- [Exercise goal]
The expected answer is the full listing, repeated exactly and free of images.
::: Supplied entries :::
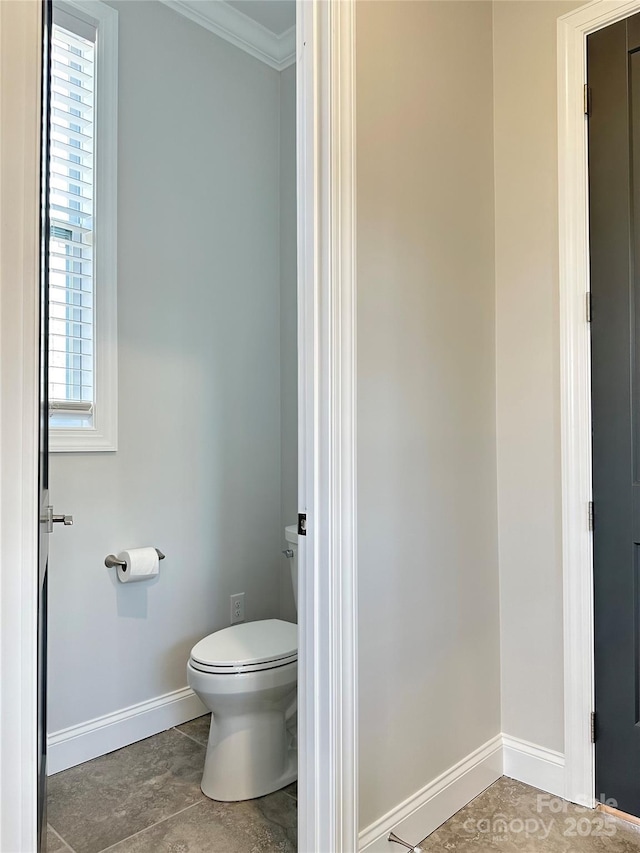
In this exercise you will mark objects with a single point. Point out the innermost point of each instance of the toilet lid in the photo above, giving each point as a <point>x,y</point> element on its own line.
<point>269,641</point>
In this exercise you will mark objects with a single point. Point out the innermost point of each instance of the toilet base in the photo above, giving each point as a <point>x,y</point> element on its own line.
<point>243,763</point>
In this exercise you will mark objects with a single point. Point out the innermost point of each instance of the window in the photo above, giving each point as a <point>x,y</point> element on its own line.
<point>82,238</point>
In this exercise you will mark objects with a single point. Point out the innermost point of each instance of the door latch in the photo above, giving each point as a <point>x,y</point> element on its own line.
<point>50,519</point>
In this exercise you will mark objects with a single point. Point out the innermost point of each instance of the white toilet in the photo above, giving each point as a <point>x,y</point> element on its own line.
<point>246,675</point>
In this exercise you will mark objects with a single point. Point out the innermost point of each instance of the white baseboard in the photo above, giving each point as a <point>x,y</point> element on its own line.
:::
- [Exercise solution]
In this exercise you will mark objects with a single point. Point out the innermost point of each instance of the toilet lid in the photo above, giving each point as a <point>x,y</point> element on its own line.
<point>269,641</point>
In this exercise you will mark objects with a single point. Point out the innermost point of each instance of the toilet base in the photo above, giving each point as a <point>x,y</point> element on its own line.
<point>243,763</point>
In this exercise you will mark objects with a single point. Point out the innermost point of each instance of the window in the photo above, giving each point as a <point>x,y</point> element on its own line.
<point>82,238</point>
In this exercise you will mark objects with a single point. Point out the innermost point of each instance of the door latch in the photo above, giving each point as a <point>x,y</point> element on its own line.
<point>50,519</point>
In this exercise you will mark objects with a single point. Point out the innermost point of each instance of the white toilet in the photo above, giving each point as a <point>x,y</point> element on its own line.
<point>246,675</point>
In this exercise you will mark objects with a single point. Point out the innermost point of each instance of the white baseboard in the photo above, giving each point as a <point>x,y</point> element on its own line.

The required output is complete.